— Start of Extracted text —

A flower painting made to embody the profound sensual experience of the flower petal and that was actively imbedded into the then contemporary flow of culture and time — like Georgia O’Keeffe’s work for example — will be worth as much as the market deems this particular experience of artistic expression valuable in the context of not only her time, but ours and the totality of what we think has happened in human existence and how it all relates to the story her work is telling us. 

As we have figured out in the last blunder on added value and worth, the reality is, this is how art is valued. To be honest, it’s how everything ever made is valued, at least by any average human that has their basic needs met — a person dying of thirst will indeed not give one damn about the perceived difference between generic tap water and a crystal flask of pure Evian. 

(Fun fact: Try reading Evian backwards and think about this particular product being extremely overpriced — compared to other, similar quality products.)

— End of Extracted text —

Decide whether each statement agrees with the text about how art is valued, answering yes or no and quoting the words of the text that settle it. 1. A person dying of thirst would care about the difference between tap water and Evian. 2. Georgia O’Keeffe’s work is given as an example. 3. The reader is invited to read Evian backwards. The data after this point are separate from the text about how art is valued.

— Start of Record list —

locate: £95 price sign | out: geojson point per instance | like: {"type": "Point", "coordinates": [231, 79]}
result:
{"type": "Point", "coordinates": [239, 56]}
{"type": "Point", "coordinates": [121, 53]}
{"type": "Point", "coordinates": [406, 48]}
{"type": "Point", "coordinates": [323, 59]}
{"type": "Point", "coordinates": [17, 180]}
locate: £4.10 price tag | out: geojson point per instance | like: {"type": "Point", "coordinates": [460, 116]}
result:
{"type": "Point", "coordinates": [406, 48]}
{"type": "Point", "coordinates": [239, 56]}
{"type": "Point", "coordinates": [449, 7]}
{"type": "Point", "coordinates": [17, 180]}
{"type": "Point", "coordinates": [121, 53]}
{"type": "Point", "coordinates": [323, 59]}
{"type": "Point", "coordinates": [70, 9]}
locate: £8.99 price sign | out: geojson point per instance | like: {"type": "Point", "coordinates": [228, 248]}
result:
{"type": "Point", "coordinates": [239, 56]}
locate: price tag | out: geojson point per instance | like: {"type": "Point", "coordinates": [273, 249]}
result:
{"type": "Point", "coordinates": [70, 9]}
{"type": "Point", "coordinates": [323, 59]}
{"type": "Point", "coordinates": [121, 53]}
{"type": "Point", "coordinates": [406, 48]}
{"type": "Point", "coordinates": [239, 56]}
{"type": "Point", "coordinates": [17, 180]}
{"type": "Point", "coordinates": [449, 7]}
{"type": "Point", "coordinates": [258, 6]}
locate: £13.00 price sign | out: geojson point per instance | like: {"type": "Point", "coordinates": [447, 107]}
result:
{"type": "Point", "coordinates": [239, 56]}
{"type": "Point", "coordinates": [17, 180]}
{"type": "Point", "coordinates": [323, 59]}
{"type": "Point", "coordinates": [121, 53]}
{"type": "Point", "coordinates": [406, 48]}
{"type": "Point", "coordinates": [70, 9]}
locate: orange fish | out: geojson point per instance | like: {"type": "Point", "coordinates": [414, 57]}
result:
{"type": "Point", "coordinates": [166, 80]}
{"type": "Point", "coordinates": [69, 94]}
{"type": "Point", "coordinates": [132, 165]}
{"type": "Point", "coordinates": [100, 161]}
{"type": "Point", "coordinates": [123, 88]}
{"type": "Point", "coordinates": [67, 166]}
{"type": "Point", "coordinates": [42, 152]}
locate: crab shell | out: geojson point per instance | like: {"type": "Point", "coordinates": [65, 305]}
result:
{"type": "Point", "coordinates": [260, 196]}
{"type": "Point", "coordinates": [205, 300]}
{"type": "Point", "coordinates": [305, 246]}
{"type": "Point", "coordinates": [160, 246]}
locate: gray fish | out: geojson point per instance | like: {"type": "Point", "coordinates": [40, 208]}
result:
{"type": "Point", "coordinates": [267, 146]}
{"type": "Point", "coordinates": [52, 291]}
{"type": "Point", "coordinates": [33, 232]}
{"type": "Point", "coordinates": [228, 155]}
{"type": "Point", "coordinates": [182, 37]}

— End of Record list —
— Start of Record list —

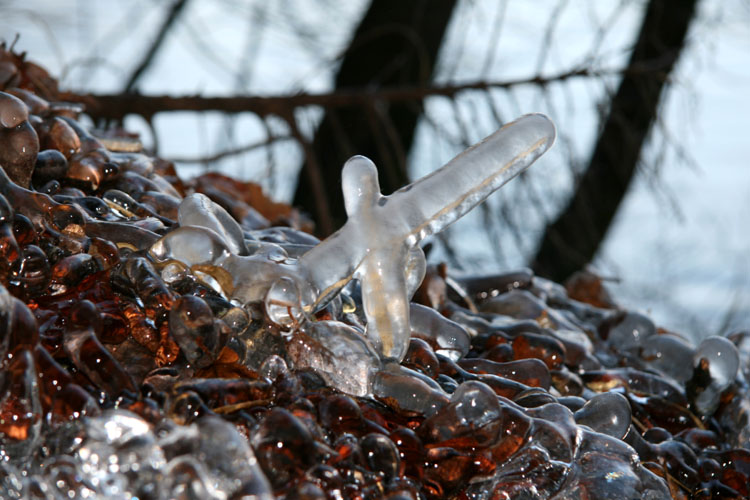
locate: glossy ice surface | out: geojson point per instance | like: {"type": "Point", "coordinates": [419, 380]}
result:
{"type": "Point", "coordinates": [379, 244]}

— End of Record list —

[Solution below]:
1. No: "a person dying of thirst will indeed not give one damn about the perceived difference between generic tap water and a crystal flask of pure Evian"
2. Yes: "like Georgia O’Keeffe’s work for example"
3. Yes: "Try reading Evian backwards"